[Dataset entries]
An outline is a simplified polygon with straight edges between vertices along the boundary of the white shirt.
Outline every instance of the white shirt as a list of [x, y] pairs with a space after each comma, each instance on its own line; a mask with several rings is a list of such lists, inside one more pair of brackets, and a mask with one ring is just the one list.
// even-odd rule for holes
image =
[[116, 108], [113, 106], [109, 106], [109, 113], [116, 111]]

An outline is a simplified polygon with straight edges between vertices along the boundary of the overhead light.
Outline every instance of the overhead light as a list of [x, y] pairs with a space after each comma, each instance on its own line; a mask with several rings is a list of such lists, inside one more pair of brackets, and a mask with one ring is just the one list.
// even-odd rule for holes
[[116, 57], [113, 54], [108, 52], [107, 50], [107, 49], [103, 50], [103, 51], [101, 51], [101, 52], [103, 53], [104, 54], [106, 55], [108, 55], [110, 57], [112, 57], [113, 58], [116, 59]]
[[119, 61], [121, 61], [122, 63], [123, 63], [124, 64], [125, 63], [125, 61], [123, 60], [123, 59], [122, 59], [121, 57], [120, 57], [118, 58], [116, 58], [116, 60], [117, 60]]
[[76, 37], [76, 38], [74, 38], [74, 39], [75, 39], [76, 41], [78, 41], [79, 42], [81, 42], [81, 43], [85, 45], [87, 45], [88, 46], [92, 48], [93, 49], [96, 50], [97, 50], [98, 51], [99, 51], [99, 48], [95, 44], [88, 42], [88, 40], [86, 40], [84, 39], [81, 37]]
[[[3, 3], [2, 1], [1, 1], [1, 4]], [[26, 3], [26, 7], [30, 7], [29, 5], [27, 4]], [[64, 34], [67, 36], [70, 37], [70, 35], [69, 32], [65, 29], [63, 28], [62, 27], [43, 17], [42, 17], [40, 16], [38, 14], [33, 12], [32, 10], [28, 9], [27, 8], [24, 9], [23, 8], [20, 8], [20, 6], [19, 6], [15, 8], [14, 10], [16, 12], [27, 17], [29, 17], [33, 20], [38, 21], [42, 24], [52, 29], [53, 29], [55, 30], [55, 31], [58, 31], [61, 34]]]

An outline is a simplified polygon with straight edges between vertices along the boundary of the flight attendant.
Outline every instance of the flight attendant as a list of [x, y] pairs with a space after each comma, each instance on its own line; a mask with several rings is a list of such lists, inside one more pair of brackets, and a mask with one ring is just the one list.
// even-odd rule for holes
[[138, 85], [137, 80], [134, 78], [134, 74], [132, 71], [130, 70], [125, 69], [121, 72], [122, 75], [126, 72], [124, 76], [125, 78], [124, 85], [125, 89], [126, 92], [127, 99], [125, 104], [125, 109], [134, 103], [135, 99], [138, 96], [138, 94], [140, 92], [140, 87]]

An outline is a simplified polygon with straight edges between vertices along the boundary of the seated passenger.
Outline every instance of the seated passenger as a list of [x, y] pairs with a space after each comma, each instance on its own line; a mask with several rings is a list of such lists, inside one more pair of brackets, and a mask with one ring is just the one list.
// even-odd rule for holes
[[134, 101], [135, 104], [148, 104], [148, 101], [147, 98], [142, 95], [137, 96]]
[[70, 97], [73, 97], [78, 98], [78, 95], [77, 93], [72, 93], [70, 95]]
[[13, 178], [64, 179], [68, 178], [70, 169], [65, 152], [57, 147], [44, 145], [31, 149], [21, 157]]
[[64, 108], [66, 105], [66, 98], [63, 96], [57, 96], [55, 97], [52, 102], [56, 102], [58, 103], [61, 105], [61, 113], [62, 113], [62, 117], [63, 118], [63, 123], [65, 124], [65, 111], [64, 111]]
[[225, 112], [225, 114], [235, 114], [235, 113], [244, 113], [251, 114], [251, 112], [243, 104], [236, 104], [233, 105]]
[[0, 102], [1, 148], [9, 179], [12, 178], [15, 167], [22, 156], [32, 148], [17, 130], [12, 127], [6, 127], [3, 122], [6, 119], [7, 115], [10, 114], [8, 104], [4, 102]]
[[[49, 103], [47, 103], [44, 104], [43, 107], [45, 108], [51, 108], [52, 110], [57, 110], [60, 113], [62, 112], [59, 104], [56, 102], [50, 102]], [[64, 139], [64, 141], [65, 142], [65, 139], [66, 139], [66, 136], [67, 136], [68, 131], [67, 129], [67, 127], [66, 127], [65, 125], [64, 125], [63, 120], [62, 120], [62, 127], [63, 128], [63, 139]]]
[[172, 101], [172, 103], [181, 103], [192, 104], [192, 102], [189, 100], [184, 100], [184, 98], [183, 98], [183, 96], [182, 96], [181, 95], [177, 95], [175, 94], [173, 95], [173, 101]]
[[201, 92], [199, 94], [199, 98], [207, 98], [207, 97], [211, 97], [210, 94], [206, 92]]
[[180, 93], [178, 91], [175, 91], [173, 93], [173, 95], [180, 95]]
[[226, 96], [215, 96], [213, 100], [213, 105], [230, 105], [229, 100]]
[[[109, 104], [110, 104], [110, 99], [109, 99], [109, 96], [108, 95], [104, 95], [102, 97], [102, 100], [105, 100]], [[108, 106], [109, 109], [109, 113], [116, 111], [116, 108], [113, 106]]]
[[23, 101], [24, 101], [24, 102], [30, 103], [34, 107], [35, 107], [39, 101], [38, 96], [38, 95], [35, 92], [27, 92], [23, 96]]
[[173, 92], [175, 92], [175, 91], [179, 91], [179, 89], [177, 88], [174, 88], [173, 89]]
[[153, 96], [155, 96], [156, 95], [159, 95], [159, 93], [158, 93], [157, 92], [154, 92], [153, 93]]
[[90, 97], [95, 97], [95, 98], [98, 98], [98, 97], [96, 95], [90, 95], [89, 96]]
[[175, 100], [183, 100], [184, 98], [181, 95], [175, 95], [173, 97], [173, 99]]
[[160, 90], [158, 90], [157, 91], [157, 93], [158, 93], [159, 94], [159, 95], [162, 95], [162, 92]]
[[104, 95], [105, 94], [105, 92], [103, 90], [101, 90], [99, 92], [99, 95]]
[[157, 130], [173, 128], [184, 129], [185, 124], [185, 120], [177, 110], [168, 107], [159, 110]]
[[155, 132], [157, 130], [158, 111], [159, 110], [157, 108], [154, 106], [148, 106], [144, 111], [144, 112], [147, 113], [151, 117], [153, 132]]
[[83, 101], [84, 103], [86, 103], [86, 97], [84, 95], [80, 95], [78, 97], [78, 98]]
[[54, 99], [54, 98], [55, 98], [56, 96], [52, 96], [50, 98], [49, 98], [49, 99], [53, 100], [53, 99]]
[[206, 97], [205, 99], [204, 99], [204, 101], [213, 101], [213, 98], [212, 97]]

__THE TASK__
Reproduce verbatim every line of the data from the one containing "the overhead light." down to the one containing "39], [81, 37]]", both included.

__CORRECT OUTPUT__
An outline is a simplified polygon with straight edges between vertices along the boundary of the overhead light.
Outline every instance of the overhead light as a list of [x, y] pairs with a space after each comma, each instance on its own line; a mask with several rings is a list of such lists, inside one more pair of brackets, and a mask with one ring is just the one list.
// even-odd rule for holes
[[116, 57], [113, 54], [108, 52], [107, 50], [107, 49], [103, 50], [103, 51], [101, 51], [101, 52], [103, 53], [104, 54], [106, 55], [108, 55], [110, 57], [112, 57], [113, 58], [116, 59]]
[[119, 61], [121, 61], [122, 63], [123, 63], [124, 64], [125, 63], [125, 61], [123, 60], [123, 59], [122, 59], [121, 57], [120, 57], [118, 58], [116, 58], [116, 60], [117, 60]]
[[76, 37], [76, 38], [74, 38], [74, 39], [75, 39], [76, 41], [78, 41], [79, 42], [81, 42], [81, 43], [85, 45], [87, 45], [88, 46], [92, 48], [93, 49], [96, 50], [97, 50], [98, 51], [99, 51], [99, 48], [95, 44], [88, 42], [88, 40], [86, 40], [84, 39], [81, 37]]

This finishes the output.